### Activity
Report, in full, each line of the material below in which the string "with" occurs.

• • • • • • •

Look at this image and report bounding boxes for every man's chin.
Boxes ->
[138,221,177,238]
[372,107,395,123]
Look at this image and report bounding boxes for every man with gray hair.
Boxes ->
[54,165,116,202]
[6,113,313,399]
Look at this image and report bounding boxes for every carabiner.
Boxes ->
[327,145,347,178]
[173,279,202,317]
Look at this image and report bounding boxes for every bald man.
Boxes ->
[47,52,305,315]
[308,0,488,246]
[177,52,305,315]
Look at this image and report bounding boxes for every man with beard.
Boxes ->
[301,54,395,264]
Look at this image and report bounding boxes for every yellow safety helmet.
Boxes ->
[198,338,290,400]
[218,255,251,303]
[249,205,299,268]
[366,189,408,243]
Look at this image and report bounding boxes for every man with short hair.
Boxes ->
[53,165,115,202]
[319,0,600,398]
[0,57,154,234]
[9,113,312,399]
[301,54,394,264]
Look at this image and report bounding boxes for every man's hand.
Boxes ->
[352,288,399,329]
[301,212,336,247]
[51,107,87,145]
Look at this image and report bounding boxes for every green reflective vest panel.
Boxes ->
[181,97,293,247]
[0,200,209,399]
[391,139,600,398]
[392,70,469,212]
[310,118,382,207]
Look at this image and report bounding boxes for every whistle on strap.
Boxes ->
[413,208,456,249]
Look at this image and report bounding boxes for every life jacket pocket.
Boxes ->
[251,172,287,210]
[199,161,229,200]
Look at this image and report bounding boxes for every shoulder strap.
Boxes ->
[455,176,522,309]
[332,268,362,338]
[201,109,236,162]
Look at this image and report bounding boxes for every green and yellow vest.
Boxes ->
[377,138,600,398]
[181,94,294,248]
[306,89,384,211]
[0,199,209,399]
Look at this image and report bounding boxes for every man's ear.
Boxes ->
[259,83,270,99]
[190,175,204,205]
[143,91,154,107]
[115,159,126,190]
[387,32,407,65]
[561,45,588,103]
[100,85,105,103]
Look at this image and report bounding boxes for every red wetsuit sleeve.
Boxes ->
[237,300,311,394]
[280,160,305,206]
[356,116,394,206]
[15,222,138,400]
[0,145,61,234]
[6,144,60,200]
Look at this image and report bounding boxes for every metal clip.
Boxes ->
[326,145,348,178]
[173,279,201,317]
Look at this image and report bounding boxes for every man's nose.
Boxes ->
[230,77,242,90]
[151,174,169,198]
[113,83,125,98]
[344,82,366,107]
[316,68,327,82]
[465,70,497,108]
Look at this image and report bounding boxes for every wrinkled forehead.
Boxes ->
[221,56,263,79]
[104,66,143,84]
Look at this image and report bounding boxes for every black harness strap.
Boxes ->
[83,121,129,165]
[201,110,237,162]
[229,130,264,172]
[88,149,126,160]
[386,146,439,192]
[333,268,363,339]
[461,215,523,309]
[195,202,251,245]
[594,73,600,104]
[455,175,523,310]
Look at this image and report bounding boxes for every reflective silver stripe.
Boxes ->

• • • • • • •

### Your solution
Look at this image and report bounding boxes for every man with gray hair.
Look at this image and report bounding boxes for every man with beard.
Look at this image and report bounding boxes for every man with short hair.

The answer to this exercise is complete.